** BEGIN RECORDED DATA **

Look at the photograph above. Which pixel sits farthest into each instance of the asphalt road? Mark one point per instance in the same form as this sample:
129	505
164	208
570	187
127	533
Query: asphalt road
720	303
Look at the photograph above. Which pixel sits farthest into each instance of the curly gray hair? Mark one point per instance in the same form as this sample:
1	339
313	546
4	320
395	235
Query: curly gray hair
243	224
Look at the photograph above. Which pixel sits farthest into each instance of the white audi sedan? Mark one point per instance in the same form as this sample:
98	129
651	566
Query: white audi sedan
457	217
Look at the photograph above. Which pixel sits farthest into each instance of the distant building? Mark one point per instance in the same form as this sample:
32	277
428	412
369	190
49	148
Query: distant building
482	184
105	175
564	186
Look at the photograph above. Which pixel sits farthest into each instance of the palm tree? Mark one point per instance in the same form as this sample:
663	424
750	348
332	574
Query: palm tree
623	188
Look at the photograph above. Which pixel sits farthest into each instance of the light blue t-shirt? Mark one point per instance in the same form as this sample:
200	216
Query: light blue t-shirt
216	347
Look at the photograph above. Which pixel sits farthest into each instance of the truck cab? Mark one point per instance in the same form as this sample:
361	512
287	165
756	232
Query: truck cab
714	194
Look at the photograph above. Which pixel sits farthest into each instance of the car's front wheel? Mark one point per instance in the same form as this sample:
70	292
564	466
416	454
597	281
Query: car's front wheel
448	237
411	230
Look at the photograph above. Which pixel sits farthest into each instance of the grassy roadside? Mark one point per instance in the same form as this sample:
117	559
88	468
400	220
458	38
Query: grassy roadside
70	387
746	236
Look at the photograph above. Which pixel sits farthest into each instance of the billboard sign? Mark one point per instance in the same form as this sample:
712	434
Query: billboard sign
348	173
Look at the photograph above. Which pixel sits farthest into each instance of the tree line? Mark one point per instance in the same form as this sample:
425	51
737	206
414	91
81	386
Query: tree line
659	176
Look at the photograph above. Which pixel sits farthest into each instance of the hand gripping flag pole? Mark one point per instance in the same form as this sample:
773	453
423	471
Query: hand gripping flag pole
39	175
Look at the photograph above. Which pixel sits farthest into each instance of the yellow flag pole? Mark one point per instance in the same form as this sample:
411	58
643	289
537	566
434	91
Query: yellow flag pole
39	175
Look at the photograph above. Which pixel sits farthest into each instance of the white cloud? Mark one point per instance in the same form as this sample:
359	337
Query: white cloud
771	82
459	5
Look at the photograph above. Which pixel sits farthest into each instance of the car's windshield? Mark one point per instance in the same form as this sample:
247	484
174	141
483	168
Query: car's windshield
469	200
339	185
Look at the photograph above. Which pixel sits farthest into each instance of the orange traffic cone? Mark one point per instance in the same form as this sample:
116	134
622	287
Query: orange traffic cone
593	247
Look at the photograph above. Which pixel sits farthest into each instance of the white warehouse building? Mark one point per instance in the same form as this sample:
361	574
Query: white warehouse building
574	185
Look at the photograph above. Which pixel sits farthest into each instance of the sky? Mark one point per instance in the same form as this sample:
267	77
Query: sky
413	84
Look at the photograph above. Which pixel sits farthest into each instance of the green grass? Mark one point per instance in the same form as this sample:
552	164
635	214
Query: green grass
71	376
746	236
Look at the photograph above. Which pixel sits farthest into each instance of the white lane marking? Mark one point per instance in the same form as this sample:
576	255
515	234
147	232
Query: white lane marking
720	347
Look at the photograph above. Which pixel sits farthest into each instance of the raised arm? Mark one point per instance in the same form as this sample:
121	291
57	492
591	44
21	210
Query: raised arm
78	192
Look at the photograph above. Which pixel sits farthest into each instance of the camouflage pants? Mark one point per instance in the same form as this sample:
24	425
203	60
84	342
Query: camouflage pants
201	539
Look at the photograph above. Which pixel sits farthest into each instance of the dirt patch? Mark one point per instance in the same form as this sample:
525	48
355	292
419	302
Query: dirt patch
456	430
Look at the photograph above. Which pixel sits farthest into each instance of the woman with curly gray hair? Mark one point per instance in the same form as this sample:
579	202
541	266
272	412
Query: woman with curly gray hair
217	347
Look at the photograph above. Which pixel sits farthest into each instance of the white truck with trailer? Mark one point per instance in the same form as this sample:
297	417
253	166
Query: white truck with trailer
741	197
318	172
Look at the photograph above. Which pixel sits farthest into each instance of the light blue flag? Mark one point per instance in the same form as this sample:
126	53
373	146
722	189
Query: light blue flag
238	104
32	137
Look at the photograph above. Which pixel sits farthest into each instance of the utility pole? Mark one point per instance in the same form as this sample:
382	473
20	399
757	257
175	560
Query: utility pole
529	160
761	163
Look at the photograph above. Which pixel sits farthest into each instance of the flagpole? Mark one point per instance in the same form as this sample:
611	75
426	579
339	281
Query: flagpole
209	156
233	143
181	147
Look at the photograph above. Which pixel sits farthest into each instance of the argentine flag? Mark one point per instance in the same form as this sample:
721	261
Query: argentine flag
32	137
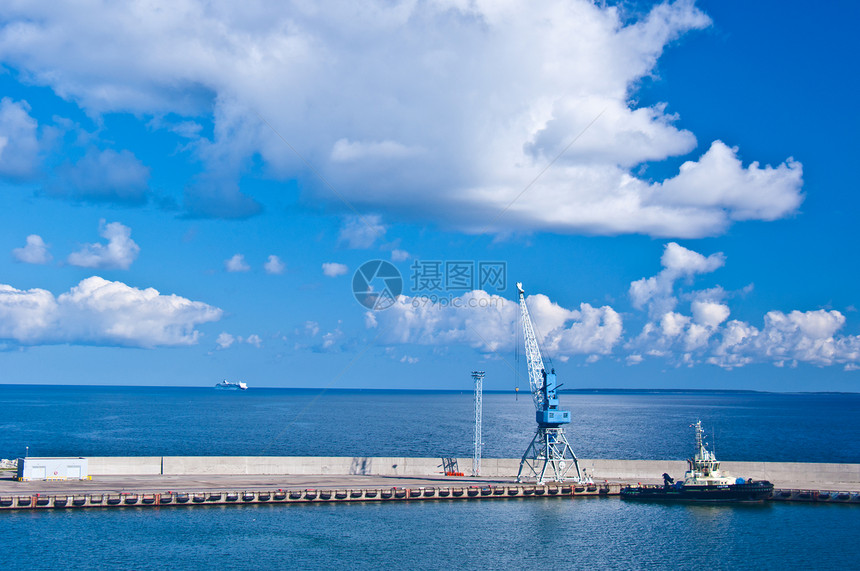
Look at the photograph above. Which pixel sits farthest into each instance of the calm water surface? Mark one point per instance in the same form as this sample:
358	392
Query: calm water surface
506	534
137	421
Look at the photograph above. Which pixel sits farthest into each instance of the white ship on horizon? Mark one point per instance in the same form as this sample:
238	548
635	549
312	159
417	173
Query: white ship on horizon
226	385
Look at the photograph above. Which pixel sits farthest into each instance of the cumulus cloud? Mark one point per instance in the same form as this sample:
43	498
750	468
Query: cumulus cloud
274	265
333	269
399	255
119	252
35	252
104	176
225	340
453	107
236	264
360	232
678	262
101	312
488	323
19	143
706	335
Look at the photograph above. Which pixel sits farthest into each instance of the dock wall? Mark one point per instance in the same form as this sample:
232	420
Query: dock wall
780	473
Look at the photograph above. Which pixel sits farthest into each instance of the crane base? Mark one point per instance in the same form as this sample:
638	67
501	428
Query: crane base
549	457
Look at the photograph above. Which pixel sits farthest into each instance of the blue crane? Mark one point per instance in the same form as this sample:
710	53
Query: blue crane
549	456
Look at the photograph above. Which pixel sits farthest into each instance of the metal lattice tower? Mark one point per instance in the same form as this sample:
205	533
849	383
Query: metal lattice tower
549	455
478	377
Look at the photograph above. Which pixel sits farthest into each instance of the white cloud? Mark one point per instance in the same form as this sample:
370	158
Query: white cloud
19	144
399	255
360	232
101	312
333	269
705	335
678	262
35	252
274	265
453	107
225	340
119	252
104	176
487	323
345	150
236	264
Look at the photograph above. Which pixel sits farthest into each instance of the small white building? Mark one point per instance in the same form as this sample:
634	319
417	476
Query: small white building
35	468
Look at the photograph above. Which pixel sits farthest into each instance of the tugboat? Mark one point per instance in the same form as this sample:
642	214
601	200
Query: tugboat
703	482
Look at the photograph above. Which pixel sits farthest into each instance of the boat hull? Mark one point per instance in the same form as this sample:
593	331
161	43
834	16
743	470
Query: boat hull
747	492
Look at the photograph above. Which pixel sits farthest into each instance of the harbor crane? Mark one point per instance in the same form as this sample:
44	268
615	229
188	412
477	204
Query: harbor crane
549	456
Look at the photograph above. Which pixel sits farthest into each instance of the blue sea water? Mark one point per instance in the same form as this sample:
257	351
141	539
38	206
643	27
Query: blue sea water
161	421
594	533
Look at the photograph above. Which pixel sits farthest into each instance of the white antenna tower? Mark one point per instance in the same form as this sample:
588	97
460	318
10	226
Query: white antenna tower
478	377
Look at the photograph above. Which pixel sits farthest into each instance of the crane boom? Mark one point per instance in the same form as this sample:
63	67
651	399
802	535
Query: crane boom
534	360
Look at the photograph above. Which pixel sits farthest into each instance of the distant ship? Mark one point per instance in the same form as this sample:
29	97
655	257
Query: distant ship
703	481
228	386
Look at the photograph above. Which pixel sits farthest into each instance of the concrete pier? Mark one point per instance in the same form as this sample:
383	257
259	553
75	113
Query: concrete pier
188	481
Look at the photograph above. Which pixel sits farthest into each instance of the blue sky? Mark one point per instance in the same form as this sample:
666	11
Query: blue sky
188	191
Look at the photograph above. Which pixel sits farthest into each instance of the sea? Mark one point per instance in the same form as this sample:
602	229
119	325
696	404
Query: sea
599	533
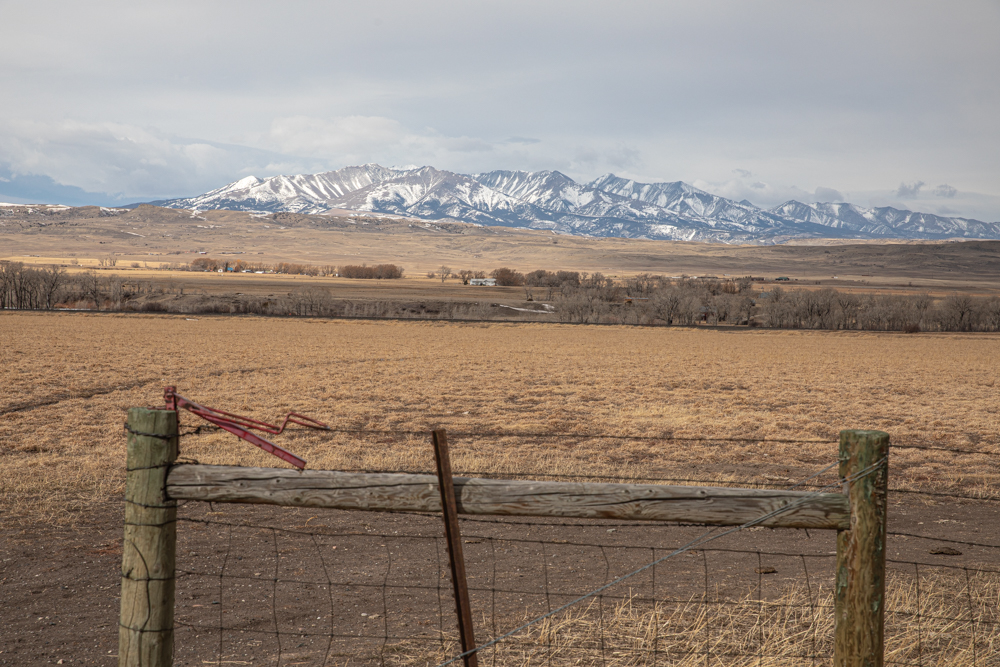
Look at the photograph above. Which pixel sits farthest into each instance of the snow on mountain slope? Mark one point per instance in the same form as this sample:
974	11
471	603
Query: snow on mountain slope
303	193
886	221
607	206
433	194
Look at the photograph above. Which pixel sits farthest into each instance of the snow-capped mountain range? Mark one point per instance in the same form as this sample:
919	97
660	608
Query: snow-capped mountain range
606	206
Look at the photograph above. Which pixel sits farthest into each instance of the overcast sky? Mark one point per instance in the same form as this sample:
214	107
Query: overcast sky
889	103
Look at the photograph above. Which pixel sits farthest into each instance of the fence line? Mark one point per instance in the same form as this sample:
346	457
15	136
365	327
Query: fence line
544	638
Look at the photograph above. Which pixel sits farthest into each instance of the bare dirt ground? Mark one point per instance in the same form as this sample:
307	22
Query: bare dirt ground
60	585
68	379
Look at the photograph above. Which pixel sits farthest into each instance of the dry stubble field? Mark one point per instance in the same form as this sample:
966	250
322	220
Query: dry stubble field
69	378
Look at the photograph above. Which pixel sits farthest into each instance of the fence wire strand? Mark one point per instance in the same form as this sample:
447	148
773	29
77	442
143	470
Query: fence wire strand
395	643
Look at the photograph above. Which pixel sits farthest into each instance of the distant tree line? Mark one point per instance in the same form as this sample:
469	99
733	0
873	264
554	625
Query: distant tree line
24	287
648	300
655	300
378	271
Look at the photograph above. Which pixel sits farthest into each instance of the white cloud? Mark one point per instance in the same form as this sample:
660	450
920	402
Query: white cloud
910	191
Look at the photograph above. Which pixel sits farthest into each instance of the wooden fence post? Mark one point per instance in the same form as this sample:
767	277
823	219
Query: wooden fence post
146	627
859	635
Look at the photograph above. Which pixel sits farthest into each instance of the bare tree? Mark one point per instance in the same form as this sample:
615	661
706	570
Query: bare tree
51	280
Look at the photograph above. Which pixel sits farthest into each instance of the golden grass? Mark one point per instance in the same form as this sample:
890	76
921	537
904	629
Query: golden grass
56	459
950	624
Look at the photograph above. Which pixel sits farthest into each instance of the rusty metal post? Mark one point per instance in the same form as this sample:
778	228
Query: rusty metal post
449	510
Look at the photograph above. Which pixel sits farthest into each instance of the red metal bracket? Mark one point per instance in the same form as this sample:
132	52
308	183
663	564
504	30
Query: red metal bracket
240	426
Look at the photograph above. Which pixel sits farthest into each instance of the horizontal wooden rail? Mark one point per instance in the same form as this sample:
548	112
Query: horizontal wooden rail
419	493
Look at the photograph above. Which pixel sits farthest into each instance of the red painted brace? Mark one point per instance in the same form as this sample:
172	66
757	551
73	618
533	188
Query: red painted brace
240	426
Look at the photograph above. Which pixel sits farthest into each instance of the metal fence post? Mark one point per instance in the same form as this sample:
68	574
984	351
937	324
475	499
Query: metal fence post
146	626
859	635
449	509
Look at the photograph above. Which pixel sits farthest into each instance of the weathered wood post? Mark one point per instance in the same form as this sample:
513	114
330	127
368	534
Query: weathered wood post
146	627
859	635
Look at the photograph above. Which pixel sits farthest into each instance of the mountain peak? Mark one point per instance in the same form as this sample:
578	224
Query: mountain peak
607	206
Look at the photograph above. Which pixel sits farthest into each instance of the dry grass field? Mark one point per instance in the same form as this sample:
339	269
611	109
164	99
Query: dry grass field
68	379
151	236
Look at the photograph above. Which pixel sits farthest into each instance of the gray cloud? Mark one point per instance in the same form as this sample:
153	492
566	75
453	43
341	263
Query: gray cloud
910	191
827	195
561	85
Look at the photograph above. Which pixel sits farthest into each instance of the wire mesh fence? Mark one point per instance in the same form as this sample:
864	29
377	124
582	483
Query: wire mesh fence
304	586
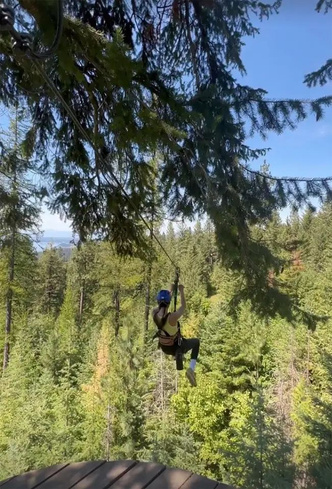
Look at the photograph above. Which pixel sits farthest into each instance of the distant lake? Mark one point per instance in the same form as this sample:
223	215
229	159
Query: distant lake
57	242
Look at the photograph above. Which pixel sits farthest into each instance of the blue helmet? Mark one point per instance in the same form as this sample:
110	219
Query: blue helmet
164	296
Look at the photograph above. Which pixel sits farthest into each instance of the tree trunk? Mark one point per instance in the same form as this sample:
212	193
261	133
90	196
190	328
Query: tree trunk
147	296
117	310
81	300
9	301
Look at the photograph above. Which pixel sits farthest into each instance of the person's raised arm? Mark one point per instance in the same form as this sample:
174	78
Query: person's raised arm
175	316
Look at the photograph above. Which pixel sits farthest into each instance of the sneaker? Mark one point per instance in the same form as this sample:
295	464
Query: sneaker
191	377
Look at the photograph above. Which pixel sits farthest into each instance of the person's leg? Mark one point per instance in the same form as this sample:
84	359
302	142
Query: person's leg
193	345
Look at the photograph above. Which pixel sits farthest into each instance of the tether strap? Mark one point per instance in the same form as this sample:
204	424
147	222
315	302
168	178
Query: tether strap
176	283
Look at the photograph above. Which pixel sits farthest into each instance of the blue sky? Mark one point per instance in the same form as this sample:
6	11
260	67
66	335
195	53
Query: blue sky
291	44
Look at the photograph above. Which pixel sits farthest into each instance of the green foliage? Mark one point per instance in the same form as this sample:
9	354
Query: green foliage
144	78
87	382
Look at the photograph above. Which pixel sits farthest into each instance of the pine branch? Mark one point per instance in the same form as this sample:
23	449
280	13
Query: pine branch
321	76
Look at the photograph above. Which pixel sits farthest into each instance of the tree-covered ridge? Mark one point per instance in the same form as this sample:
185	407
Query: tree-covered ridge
153	80
259	417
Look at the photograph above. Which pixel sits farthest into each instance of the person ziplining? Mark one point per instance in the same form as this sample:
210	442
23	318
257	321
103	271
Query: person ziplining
171	340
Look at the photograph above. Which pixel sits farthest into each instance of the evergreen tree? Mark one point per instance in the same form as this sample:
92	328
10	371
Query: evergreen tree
189	107
51	281
18	213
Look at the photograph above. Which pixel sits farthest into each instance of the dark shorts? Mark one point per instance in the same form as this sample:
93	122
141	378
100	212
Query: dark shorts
186	345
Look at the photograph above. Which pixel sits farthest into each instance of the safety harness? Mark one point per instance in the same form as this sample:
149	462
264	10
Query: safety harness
165	339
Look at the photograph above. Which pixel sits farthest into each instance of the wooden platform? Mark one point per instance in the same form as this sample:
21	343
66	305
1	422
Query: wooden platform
123	474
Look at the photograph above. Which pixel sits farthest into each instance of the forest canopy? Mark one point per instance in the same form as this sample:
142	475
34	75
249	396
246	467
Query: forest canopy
140	104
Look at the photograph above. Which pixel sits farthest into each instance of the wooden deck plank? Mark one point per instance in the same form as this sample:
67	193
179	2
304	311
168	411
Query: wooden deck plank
103	476
2	483
224	486
170	479
199	482
33	478
139	476
71	475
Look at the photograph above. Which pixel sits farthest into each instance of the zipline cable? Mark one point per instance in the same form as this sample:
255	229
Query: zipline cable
57	38
72	115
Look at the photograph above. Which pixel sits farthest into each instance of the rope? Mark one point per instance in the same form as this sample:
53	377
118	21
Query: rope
286	179
176	283
72	115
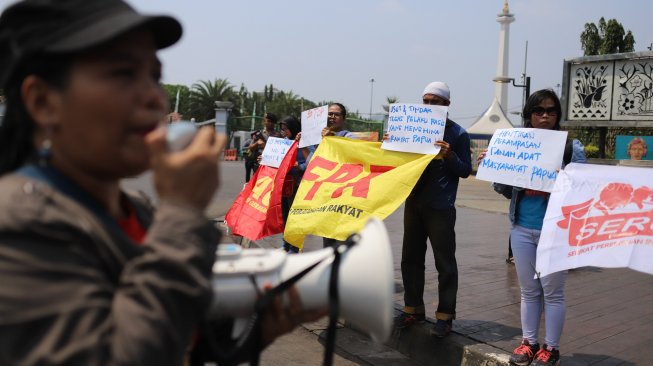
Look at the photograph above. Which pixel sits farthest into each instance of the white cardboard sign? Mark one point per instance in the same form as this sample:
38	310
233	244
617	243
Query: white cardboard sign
313	122
524	157
415	127
275	149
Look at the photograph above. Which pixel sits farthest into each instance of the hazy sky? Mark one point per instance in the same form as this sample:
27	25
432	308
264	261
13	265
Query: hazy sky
329	50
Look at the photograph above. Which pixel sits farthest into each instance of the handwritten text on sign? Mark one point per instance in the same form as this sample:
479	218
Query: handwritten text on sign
415	128
524	157
275	149
313	121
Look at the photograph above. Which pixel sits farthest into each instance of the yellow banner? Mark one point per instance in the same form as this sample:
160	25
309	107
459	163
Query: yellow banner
346	182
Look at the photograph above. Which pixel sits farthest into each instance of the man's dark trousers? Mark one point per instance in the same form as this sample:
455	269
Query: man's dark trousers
422	222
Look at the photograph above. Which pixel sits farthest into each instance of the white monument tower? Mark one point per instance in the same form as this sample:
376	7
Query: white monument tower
502	62
494	117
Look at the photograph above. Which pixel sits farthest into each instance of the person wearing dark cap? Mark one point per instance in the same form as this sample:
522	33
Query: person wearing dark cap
430	214
91	274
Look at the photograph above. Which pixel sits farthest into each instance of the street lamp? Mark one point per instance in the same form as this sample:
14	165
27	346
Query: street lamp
526	86
371	95
222	110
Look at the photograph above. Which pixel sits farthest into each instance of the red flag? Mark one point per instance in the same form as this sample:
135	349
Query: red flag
256	212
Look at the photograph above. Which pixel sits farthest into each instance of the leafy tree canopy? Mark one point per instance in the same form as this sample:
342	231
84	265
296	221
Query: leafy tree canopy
606	38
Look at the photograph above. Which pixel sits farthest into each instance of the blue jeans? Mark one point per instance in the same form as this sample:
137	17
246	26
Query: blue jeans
420	223
548	291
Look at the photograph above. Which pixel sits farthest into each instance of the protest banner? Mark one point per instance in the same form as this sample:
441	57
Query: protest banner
256	212
313	121
598	215
524	157
415	128
274	151
346	182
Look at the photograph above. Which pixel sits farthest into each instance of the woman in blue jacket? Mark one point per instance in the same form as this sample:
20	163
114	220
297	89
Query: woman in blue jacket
527	209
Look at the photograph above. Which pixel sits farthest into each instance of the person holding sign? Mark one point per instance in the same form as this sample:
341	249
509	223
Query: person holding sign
336	120
527	209
430	214
637	148
257	145
291	128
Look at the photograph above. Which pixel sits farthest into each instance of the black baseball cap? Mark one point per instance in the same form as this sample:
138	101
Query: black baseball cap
41	27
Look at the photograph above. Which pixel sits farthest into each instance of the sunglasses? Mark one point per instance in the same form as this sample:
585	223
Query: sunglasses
539	111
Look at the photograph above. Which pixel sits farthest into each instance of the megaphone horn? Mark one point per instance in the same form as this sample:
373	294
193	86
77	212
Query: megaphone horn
365	281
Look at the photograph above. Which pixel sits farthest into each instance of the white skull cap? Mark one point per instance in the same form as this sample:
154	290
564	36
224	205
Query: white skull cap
437	88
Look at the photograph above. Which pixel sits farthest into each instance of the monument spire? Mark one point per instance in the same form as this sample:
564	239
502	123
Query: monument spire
501	90
495	116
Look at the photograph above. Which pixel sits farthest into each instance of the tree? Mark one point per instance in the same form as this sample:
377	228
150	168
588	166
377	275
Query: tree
606	38
204	94
184	98
590	39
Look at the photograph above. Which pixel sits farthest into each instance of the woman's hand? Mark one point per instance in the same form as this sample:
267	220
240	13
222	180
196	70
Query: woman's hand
189	176
445	148
326	131
481	155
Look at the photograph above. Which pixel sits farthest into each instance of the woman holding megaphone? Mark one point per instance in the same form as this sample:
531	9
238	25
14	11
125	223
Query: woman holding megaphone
91	274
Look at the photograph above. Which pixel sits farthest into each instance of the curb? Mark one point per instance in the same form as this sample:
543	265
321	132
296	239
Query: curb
415	343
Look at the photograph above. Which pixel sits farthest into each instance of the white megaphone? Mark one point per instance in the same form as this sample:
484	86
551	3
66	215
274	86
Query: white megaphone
365	281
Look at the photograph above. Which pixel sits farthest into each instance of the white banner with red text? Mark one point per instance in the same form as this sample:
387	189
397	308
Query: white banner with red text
601	216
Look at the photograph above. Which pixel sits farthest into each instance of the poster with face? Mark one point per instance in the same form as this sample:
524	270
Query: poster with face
633	148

** END RECORDED DATA **

* **REQUIRED TASK**
Starting from the line containing "of the curb?", repeat each line through the end of the entries, exactly.

* **RIGHT ANSWER**
Look at the photograph above. Which pixel sits farthest into each instance of the curb? Mark one point per instance in the same form as this sample:
543	265
321	132
296	239
Query: curb
415	343
Look at the photograph above. Which pixel sits farthest into each instance of the white megaphone? Mark one point per instance in the same form as this sample:
484	86
551	3
66	215
274	86
Query: white megaphone
365	281
Look at the photograph above. Which pixel sits farthest into each instance of the white banner with red text? Mark one point per instance in the same form as this sample:
387	189
397	308
Query: white banner with red text
601	216
Look at the photograph above. Which pixel sits farthest into each instance of the poster with face? Mark one point per instance in the same form as this sample:
524	270
Query: poster with face
633	148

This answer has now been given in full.